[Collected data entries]
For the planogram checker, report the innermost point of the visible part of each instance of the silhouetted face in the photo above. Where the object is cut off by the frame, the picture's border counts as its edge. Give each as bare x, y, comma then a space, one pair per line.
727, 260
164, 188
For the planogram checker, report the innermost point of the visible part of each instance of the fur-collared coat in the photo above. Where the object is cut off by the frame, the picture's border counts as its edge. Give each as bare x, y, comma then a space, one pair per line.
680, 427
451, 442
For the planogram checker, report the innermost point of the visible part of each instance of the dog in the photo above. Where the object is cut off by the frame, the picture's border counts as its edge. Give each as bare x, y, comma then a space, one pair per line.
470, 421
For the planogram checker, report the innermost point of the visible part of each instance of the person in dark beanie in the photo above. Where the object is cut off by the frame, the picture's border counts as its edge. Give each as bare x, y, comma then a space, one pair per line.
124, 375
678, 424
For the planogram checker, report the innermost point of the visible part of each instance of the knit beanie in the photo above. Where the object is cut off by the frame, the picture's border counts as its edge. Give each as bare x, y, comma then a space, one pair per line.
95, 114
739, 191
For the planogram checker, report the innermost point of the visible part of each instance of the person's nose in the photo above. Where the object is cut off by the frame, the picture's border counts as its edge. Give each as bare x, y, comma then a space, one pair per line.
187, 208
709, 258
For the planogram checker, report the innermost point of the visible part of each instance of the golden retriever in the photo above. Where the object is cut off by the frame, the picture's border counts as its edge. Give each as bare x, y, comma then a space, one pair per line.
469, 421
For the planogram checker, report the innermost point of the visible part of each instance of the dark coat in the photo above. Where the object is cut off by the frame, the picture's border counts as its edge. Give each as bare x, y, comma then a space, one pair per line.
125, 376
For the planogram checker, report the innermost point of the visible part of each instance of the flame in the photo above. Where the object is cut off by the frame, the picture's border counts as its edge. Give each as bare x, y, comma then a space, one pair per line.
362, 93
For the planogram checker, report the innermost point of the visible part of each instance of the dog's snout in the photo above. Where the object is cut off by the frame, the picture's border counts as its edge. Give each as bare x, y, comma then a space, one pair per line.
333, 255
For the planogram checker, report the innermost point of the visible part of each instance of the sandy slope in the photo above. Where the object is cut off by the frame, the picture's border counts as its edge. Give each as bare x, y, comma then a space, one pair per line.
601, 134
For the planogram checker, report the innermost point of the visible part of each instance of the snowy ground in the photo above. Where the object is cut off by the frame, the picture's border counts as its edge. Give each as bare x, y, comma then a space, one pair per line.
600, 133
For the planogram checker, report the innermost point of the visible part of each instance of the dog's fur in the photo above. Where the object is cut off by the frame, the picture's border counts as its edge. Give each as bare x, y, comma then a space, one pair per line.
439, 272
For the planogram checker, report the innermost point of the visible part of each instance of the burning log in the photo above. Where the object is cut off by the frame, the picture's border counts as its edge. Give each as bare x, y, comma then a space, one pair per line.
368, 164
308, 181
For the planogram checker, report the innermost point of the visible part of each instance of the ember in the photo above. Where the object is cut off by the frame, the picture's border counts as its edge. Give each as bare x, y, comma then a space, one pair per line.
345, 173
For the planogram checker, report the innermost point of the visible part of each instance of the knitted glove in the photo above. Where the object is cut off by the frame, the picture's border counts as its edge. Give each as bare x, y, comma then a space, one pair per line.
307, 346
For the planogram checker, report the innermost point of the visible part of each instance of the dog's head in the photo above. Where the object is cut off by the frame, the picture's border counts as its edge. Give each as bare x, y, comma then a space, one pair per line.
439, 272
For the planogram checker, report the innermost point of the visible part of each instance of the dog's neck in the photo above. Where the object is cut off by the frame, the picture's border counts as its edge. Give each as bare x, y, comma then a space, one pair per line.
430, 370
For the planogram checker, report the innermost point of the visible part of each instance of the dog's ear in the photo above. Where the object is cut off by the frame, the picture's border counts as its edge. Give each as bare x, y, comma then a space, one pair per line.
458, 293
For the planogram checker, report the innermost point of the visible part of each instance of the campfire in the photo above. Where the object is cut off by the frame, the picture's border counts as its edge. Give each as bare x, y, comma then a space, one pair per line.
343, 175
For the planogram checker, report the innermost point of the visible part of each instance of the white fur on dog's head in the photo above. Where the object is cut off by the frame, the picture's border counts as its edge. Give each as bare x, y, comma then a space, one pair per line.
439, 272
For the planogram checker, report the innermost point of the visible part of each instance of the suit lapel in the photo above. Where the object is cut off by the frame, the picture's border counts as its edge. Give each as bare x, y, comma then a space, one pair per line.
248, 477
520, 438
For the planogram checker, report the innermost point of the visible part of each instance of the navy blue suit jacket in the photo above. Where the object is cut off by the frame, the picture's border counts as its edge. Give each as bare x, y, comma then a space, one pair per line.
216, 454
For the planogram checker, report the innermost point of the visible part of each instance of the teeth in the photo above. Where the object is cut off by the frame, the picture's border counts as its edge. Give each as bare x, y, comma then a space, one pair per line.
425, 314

● **TASK DIRECTIONS**
Retype all of the entries exactly, please.

● **REPLY**
For the planogram checker, report the innermost point of the visible part of each instance of the silhouetted face in the photo above. Where the object is cut off by the frame, the picture's border counts as its edge. Give each as bare x, y, comma then a space, one pair per line.
727, 260
164, 188
For the planogram checker, report the innermost point of the visible part of each instance of the fur-collared coat in the photo above. Where the object is cut off by the frame, the picture's border counts as its edge. Give each as bare x, y, comma then a space, one pair per line.
680, 427
451, 442
For the planogram checker, report the innermost point of the visible part of each instance of the dog in the photo above. Where the object is cut off by the frame, the picture's border counts as its edge. Give each as bare x, y, comma then a space, one pair per line.
470, 421
For the planogram checker, report the innermost point of the visible part of each instance of the person in dark beanie in the photo above. Where the object is cut off by the frame, the picture's border counts as its edge. Give each as bare x, y, comma then a space, one pair per line.
124, 375
678, 424
For the planogram checker, report the innermost point of the visible part of each instance of the knit beanie in the photo above. Where the object is cut off by the frame, the picture's border counts as its edge. Give each as bare x, y, comma then a space, one pair per line.
95, 114
739, 191
For the planogram checker, report the innermost point of the visible part of each instance of the person's nose in the photo above. Where the object is cut off by the frame, the picture's border counts as its edge. Give each as bare x, y, comma then a space, one pair per line.
187, 208
709, 258
For the planogram checker, report the innermost point of the visible part of each instance of the golden retriever in the photo above. Where the object is cut off by the frame, the picture's border counts as its edge. Give each as bare x, y, comma then a space, one pair per line.
469, 421
For the planogram checker, report the innermost point of the visible part of each instance of the dark coat in the photo above. Where the object is cut off by the frame, the picture's border counts as its edge. Give each as bare x, y, comma then a space, one pair per line.
125, 376
For the planogram checker, report the innermost point of the visible part of each instance of the flame in the photo above. Where the object is cut off by the frame, the picture's border counts as its edge. Give each as bare x, y, comma then a space, one pair per line.
362, 93
For the planogram checker, report the innermost point of the visible part of each instance of the dog's snout in the photo above. Where the object is cut off by the frame, the picture's border counts as its edge. Give each as bare x, y, comma then a space, one pair per line.
333, 255
For the planogram checker, report the innermost point of the visible part of each instance of the sandy slope in the photo above. Where the object is cut off by the frame, the picture's border counts as its edge. Give each as bare x, y, comma then a space, one pair per line.
601, 134
For the planogram checker, report the innermost point of the visible part of each instance of the snowy ground in the photo above. Where the object is cut off by the frame, the picture's border counts as its edge. Give each as bare x, y, comma then a space, one pair per line.
600, 133
For the planogram checker, report the innermost point of the visible part of each instance of the dog's fur in the photo above. Where the object is cut off by the frame, the picture's border counts as its edge. Give each as bare x, y, comma then a space, one pair per line.
439, 272
For the planogram checker, report the innermost point of the visible part of each instance of the burning log in the photo above. Where the object is cut off by the frame, the picture's border counts as its edge. Give each as bare x, y, comma then a space, one pair per line.
368, 164
308, 181
For the planogram checker, report the innermost point of the visible part of each instance of the ember in the photo above. Where the object is cut off by the frame, the picture's border counts as its edge. Give each as bare x, y, comma then a space, one pair per line.
345, 173
For the planogram checker, report the innermost point of the visible part of each instance of the knitted glove in the photo above. Where the object is cut off by the frame, the picture's border counts as its edge. Give each as bare x, y, comma then a space, one pair per line.
307, 346
For the planogram checker, report the innermost point of the visible part of each instance of the dog's head in the photo above. Where the object is cut off by the frame, the picture's border counts as its edge. Give each as bare x, y, comma then a space, one pair per line.
439, 272
For the planogram checker, report the innermost point of the visible part of each instance of the dog's neck in the photo above. Where the object is cut off by the frame, the picture's border counts as its edge. Give each as bare x, y, comma then a space, one pair per line.
430, 370
For the planogram checker, report the innermost point of the visible part of each instance of the dog's ear in the photo above. Where the object is cut off by the frame, the picture's border counts as its edge. Give each as bare x, y, comma then a space, one pair per line.
458, 293
For the planogram checker, report the innermost point of the visible part of each instance of the campfire in the photo above. Where the object is cut off by the frame, the picture's border counts as its edge. Give each as bare x, y, comma then a space, one pair per line.
343, 175
For the planogram checker, report the innermost point of the visible part of each instance of the white fur on dog's head in the photo above. Where the object is cut off by the frame, the picture's border counts as its edge. Give each as bare x, y, comma then a space, one pair per line.
439, 272
For the planogram checker, report the innermost point of the visible part of each instance of the suit lapel in the photo above. Where the object is cut off by the frame, the picture's border counts as its edge. Give each as bare x, y, comma then a space, one pair per line.
248, 477
520, 438
For the planogram checker, report the innermost point of the visible part of each instance of the navy blue suit jacket in the photo above. Where the object is cut off by the frame, the picture's border counts as its edge. Give each as bare x, y, comma then a space, one pair per line.
216, 454
For the planogram checker, report the innermost point of the visible part of each instance of the teeth in the photo above. Where the object is cut off by the frame, the picture's border counts as its edge. Give each as bare x, y, comma then a space, one pair per line.
425, 314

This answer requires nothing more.